*Extracted records:*
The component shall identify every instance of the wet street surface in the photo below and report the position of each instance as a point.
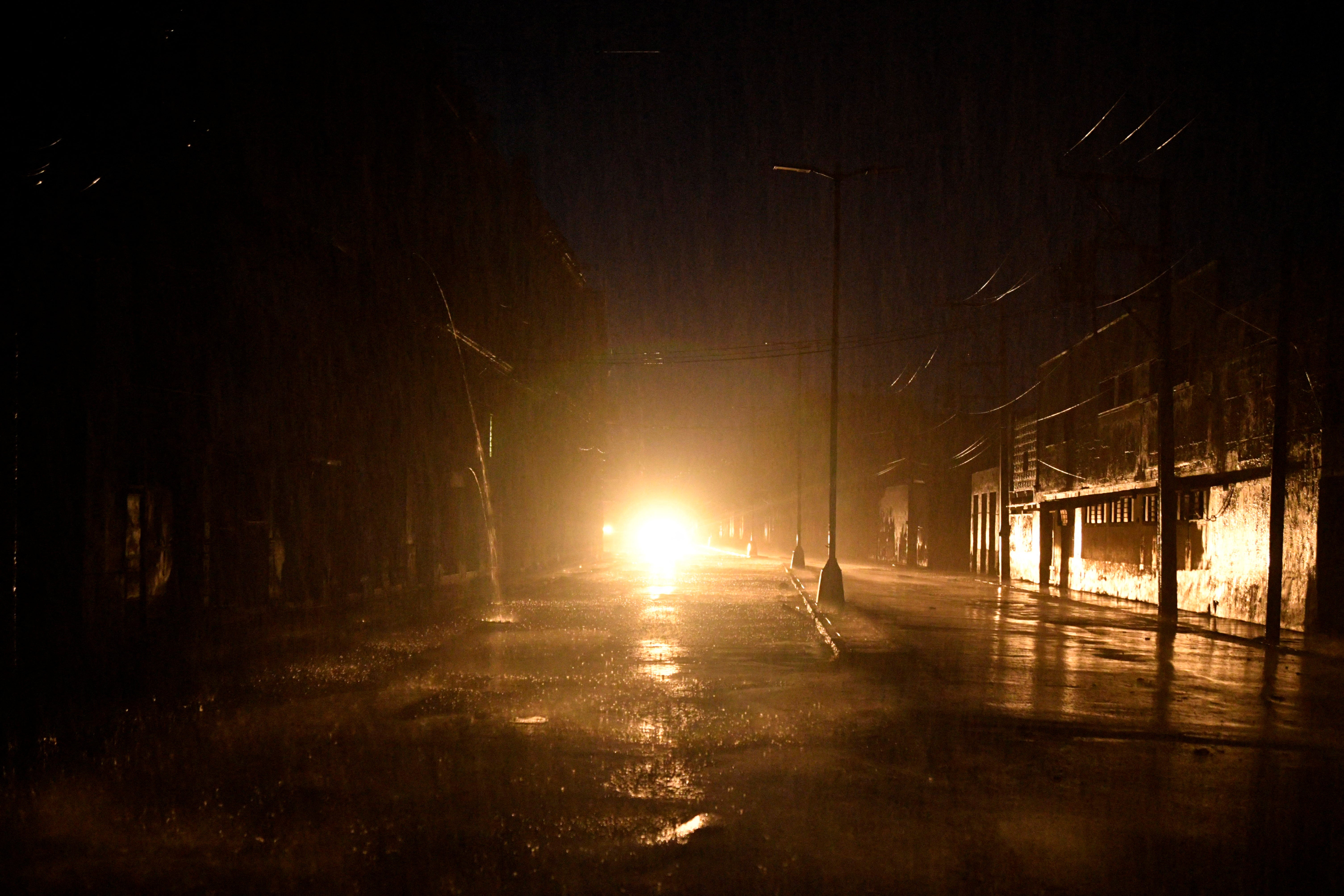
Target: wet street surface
(647, 729)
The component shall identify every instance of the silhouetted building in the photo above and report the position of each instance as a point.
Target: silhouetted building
(1085, 465)
(240, 389)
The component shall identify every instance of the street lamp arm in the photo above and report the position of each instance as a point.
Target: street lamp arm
(806, 171)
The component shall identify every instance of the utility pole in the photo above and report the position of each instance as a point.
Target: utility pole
(1279, 457)
(799, 561)
(1166, 422)
(831, 586)
(1004, 453)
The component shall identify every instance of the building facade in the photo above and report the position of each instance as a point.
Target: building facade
(1085, 504)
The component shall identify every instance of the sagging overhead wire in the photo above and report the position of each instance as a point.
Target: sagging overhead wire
(1167, 142)
(1116, 302)
(1136, 129)
(917, 371)
(769, 350)
(1095, 127)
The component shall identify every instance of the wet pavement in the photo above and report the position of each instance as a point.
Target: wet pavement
(642, 727)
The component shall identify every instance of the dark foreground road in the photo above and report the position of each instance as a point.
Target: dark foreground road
(631, 729)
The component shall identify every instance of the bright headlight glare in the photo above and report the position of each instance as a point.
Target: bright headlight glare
(663, 538)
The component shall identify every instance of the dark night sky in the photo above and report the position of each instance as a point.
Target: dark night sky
(658, 170)
(656, 167)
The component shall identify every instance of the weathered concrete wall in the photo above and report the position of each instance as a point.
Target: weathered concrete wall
(1025, 546)
(1232, 546)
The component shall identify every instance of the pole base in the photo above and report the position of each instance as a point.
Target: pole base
(799, 561)
(831, 588)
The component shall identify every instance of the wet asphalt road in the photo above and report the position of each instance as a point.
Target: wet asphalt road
(650, 729)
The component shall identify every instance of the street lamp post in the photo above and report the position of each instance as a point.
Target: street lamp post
(831, 586)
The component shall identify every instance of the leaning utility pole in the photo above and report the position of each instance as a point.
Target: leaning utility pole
(831, 585)
(1166, 421)
(1004, 453)
(1279, 457)
(799, 561)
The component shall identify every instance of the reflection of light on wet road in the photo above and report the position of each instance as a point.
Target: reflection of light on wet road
(656, 659)
(656, 780)
(681, 833)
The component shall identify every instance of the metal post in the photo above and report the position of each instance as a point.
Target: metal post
(1004, 455)
(831, 586)
(799, 561)
(1166, 426)
(1279, 463)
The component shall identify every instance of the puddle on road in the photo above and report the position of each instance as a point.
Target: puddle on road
(656, 659)
(662, 778)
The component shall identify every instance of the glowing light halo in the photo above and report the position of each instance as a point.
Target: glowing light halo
(661, 537)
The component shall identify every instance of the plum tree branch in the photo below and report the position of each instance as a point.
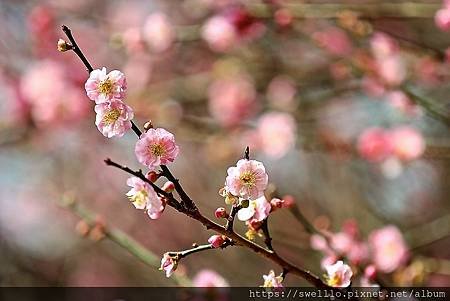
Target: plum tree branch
(235, 237)
(120, 238)
(187, 206)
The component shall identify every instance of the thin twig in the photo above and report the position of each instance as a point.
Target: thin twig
(166, 195)
(121, 239)
(201, 248)
(238, 239)
(192, 211)
(230, 220)
(267, 237)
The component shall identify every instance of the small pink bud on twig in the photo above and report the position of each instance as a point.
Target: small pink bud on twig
(63, 46)
(168, 186)
(148, 125)
(217, 240)
(152, 176)
(221, 213)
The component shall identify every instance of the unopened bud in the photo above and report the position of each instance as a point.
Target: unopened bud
(148, 125)
(221, 213)
(217, 240)
(97, 233)
(152, 176)
(63, 45)
(168, 186)
(254, 224)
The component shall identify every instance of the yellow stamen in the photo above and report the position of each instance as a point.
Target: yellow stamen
(105, 86)
(111, 116)
(139, 199)
(248, 178)
(157, 149)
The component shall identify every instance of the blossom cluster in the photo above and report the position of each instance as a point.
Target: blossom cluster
(107, 90)
(384, 252)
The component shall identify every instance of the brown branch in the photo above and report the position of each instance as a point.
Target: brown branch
(267, 237)
(166, 195)
(235, 237)
(201, 248)
(231, 216)
(188, 206)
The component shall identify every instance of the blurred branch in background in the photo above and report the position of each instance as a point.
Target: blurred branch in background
(120, 238)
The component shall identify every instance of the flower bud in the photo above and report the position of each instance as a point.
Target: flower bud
(276, 203)
(63, 45)
(152, 176)
(221, 213)
(216, 240)
(148, 125)
(245, 203)
(254, 224)
(168, 186)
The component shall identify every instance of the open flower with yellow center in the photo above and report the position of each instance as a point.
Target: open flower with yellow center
(156, 147)
(339, 274)
(113, 118)
(102, 87)
(143, 196)
(257, 210)
(247, 180)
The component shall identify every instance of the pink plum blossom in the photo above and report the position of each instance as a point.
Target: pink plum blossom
(168, 264)
(156, 147)
(231, 100)
(143, 196)
(102, 87)
(158, 32)
(221, 213)
(374, 144)
(408, 143)
(216, 241)
(277, 133)
(209, 278)
(113, 118)
(219, 33)
(388, 248)
(442, 19)
(257, 210)
(270, 280)
(248, 179)
(339, 274)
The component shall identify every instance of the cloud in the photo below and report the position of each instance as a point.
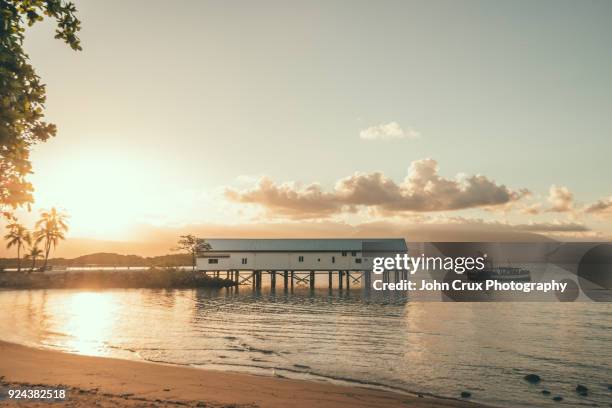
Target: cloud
(556, 226)
(388, 131)
(533, 209)
(600, 207)
(561, 199)
(423, 190)
(288, 199)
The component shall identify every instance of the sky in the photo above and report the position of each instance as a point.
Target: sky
(326, 118)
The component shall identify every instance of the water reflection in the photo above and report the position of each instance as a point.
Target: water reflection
(87, 321)
(382, 339)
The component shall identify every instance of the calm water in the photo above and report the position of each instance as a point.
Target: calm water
(438, 348)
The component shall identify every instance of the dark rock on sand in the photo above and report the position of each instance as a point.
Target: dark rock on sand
(532, 378)
(582, 390)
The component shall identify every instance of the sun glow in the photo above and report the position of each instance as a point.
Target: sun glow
(89, 321)
(104, 194)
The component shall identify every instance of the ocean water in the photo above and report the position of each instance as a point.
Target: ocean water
(390, 341)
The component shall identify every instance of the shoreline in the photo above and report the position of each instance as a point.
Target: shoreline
(101, 380)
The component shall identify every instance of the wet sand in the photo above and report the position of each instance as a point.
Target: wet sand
(106, 382)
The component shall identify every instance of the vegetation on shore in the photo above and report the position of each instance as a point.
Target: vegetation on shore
(160, 278)
(49, 230)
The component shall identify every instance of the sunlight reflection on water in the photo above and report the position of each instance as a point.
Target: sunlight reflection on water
(441, 348)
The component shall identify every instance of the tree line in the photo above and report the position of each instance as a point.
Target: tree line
(48, 231)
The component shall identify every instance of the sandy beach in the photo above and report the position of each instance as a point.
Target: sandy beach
(106, 382)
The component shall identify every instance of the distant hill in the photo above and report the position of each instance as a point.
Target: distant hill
(106, 259)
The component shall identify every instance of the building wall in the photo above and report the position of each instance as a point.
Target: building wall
(317, 261)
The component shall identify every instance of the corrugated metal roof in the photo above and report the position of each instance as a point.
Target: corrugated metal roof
(297, 245)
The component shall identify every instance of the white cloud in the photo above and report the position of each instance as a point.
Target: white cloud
(388, 131)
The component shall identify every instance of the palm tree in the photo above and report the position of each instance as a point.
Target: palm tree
(50, 230)
(18, 236)
(35, 253)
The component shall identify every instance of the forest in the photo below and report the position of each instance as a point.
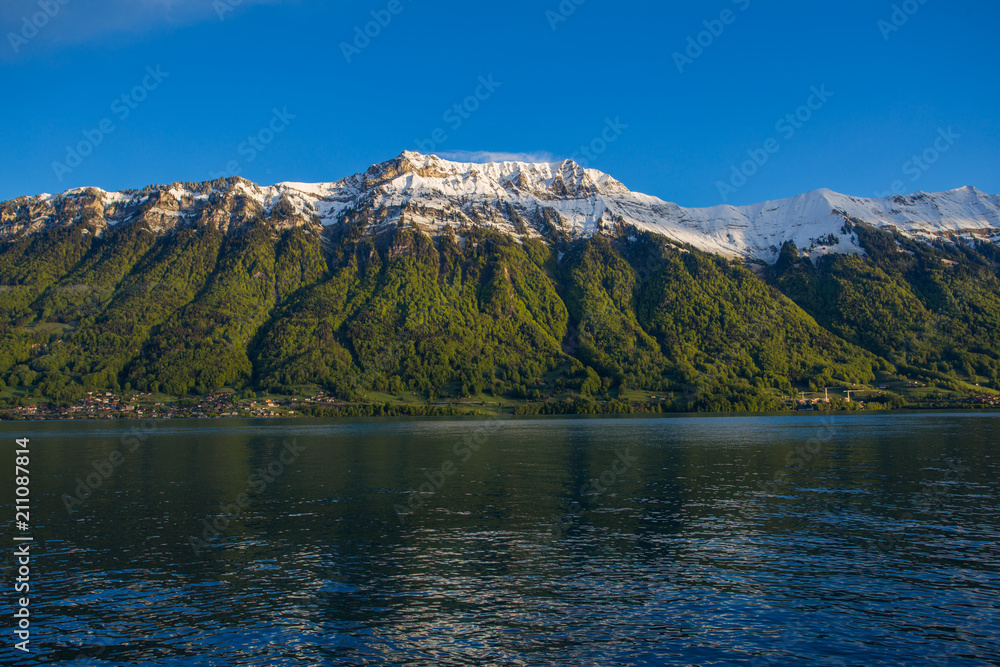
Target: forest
(573, 325)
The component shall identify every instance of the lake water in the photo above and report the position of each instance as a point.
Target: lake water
(752, 540)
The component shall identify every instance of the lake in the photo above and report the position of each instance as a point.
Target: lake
(851, 539)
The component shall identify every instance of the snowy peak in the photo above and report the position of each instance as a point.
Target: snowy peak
(549, 200)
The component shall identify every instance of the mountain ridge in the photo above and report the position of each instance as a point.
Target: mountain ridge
(526, 200)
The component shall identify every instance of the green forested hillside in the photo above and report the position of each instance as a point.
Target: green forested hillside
(625, 313)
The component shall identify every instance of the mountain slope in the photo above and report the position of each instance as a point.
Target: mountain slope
(436, 279)
(548, 200)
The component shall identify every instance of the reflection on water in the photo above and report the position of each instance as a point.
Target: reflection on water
(846, 540)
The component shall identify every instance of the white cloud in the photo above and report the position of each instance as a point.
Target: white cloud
(494, 156)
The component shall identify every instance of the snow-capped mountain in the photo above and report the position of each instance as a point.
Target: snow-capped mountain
(559, 199)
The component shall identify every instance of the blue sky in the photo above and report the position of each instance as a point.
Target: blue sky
(688, 101)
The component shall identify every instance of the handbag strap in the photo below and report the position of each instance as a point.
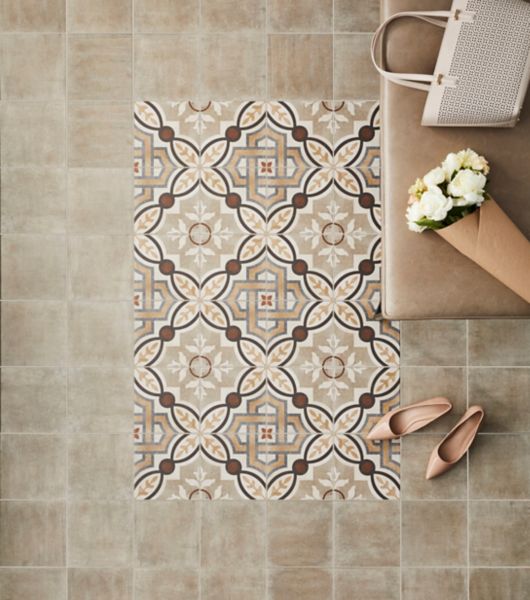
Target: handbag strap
(413, 80)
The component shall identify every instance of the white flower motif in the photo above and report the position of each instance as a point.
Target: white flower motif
(434, 204)
(468, 187)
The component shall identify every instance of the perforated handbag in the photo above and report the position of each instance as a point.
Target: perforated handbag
(483, 68)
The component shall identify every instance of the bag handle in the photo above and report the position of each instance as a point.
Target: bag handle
(414, 80)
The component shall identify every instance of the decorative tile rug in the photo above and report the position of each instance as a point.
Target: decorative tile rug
(261, 358)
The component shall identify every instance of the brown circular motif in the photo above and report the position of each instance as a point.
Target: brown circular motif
(167, 333)
(366, 334)
(233, 333)
(366, 400)
(300, 333)
(233, 466)
(300, 133)
(167, 399)
(366, 133)
(166, 267)
(300, 400)
(166, 200)
(367, 467)
(366, 200)
(366, 267)
(300, 267)
(166, 134)
(233, 200)
(299, 200)
(233, 400)
(300, 466)
(233, 133)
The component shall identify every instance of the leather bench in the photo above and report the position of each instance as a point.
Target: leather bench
(423, 276)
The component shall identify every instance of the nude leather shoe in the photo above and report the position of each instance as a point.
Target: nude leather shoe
(407, 419)
(456, 443)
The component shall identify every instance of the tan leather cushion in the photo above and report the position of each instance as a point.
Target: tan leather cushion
(424, 277)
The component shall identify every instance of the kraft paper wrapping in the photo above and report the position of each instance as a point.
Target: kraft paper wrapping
(489, 238)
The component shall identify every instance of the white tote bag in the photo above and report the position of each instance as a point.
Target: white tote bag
(483, 68)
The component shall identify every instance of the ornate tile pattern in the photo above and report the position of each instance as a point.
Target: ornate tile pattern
(261, 361)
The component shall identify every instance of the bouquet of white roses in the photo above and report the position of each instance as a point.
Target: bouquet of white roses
(452, 200)
(449, 192)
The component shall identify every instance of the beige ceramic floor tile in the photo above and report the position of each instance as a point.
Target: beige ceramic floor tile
(45, 584)
(490, 584)
(233, 66)
(32, 467)
(300, 66)
(250, 584)
(233, 15)
(33, 134)
(166, 67)
(301, 15)
(25, 342)
(99, 201)
(420, 383)
(99, 67)
(32, 533)
(33, 67)
(354, 74)
(504, 393)
(499, 467)
(443, 542)
(100, 267)
(99, 467)
(33, 267)
(433, 343)
(367, 534)
(436, 584)
(100, 400)
(500, 342)
(94, 584)
(99, 135)
(299, 533)
(99, 16)
(359, 584)
(32, 15)
(20, 213)
(159, 524)
(160, 584)
(498, 533)
(232, 533)
(415, 453)
(99, 534)
(310, 584)
(353, 16)
(166, 16)
(33, 400)
(100, 334)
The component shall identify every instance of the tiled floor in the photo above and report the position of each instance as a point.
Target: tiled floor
(69, 525)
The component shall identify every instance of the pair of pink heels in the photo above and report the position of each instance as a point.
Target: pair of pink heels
(451, 449)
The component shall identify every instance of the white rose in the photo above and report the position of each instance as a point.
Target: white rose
(471, 199)
(414, 213)
(434, 204)
(465, 182)
(471, 160)
(452, 163)
(434, 177)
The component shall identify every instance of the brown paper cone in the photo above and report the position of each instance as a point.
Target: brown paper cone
(489, 238)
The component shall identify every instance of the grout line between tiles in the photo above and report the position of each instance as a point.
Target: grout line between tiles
(67, 299)
(467, 469)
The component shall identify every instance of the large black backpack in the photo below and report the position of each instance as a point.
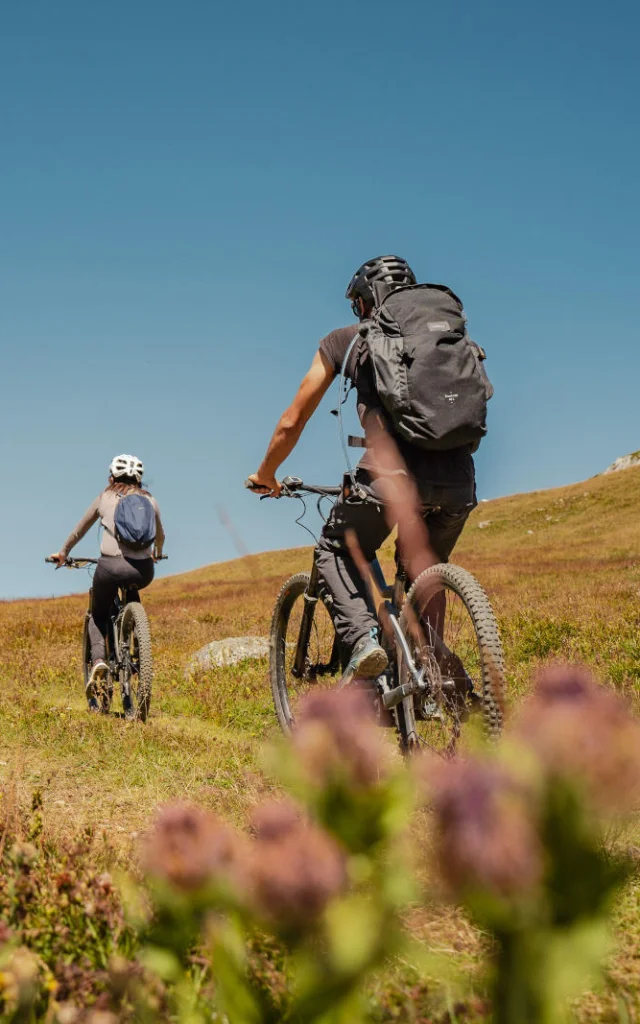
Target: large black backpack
(427, 372)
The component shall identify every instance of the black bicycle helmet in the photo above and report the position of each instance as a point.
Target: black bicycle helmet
(383, 269)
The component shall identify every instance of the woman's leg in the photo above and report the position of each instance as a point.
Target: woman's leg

*What to do:*
Please rewrite the listing from the line containing "The component shall identify every instance of the woman's" through the end of the listing, inclusive, replacing "woman's leg" with "woman's knee" and leaving everything else unchanged.

*Reply to the task:*
The component shall identify every instance of the woman's knee in the photo above and report the position of each instance as a point.
Target: woman's knee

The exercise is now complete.